=== DOCUMENT EXCERPT ===
# Milling doug fir



## FJH (Oct 9, 2006)

HI GUYS FIRST POST! :rockn: 
Is anyone here milling douglas fir?(Band saw)
If so how long do your blades last before sharpening?
I'm running wood miser blades mostly ,Water and liesol coolant I do have one blu streak blade which seems to hold its edge well but am not happy with there service. The woodmizer blades seem to run for about 2 hours with out fail then start to wander!
So for the most part now I have been canting the wood with the chain mill then chuck up on the band and slab my dimension with the band!
i have no sharpener for the band so I rely on a local saw guy to sharpen the blades .canting with the chain mill helps keep the wood clean and the main dinension true!
Any input most welcome!


----------



## woodshop (Oct 10, 2006)

Hello fjh... welcome to the site. I see nobody has answered your question yet. Probably because like me, they have never milled doug fir with a bandsaw, so just don't know. I can tell you that doug fir, being a softwood, and not as hard as say SYP (southern yellow pine) would probably be fairly easy to mill since SYP even mills easier than most hardwoods on my little Ripsaw (small portable handheld bandsaw) here on east coast. As for your other questions, somebody with a bigger mill that knows how to answer will have to chime in.


----------



## FJH (Oct 10, 2006)

Thanx wood shop !The wood is harder than one would think!
Thats why I am asking!I'll be pateint.


----------



## artie__bc (Oct 12, 2006)

I've only milled Doug. Fir with a csm, but it milled pretty nice, definitely easier than maple! With a csm hitting the sap pockets that fir has is no big deal, but I don't know what it would do to your bandsaw blade?

cheers, artie


----------



## FJH (Nov 13, 2006)

,


----------



## treemendous (Nov 13, 2006)

*D-fir*

I built a barn, sheds and siding all out of D-fir. I have a woodmizer in Langley. Yeah, 2 hours sawing is about all you get before a sharpen. D-fir has a lot of sap, and that thick bark holds plenty of dirt. So much of it around though and so straight! Blades of course being what everyone talks about. Just have to accept the blade cost when milling. If you're in the lower mainland we should talk.


----------



## FJH (Nov 14, 2006)

*Blades*



treemendous said:


> I built a barn, sheds and siding all out of D-fir. I have a woodmizer in Langley. Yeah, 2 hours sawing is about all you get before a sharpen. D-fir has a lot of sap, and that thick bark holds plenty of dirt. So much of it around though and so straight! Blades of course being what everyone talks about. Just have to accept the blade cost when milling. If you're in the lower mainland we should talk.

=== CHALLENGE ===
In the Douglas fir milling thread, how long do the original poster's Wood-Mizer blades run before they start to wander?

=== DATA SHOWN ===
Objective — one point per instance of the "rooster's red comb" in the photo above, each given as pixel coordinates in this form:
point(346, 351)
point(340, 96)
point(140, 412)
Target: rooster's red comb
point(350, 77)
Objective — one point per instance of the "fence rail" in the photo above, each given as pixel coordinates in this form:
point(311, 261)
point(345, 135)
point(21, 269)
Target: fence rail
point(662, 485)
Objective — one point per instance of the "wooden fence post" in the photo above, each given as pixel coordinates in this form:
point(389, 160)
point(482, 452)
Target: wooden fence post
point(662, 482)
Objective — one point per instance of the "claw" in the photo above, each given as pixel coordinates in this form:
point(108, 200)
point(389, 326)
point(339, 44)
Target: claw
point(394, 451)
* * *
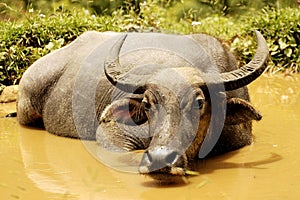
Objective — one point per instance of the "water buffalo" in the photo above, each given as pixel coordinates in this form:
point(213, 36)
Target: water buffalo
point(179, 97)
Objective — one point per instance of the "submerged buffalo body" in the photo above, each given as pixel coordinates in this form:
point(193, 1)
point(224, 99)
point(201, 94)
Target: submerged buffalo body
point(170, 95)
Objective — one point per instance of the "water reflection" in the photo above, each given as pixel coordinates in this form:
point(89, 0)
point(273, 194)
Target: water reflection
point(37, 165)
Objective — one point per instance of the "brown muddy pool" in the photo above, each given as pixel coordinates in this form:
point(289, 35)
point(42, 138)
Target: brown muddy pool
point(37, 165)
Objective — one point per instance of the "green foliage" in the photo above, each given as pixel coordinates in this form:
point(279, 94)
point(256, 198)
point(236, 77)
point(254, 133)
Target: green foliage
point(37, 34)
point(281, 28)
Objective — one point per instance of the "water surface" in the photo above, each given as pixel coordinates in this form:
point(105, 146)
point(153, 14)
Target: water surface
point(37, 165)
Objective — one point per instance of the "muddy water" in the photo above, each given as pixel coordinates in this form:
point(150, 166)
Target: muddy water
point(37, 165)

=== COMPLETED EXERCISE ===
About 2 hours.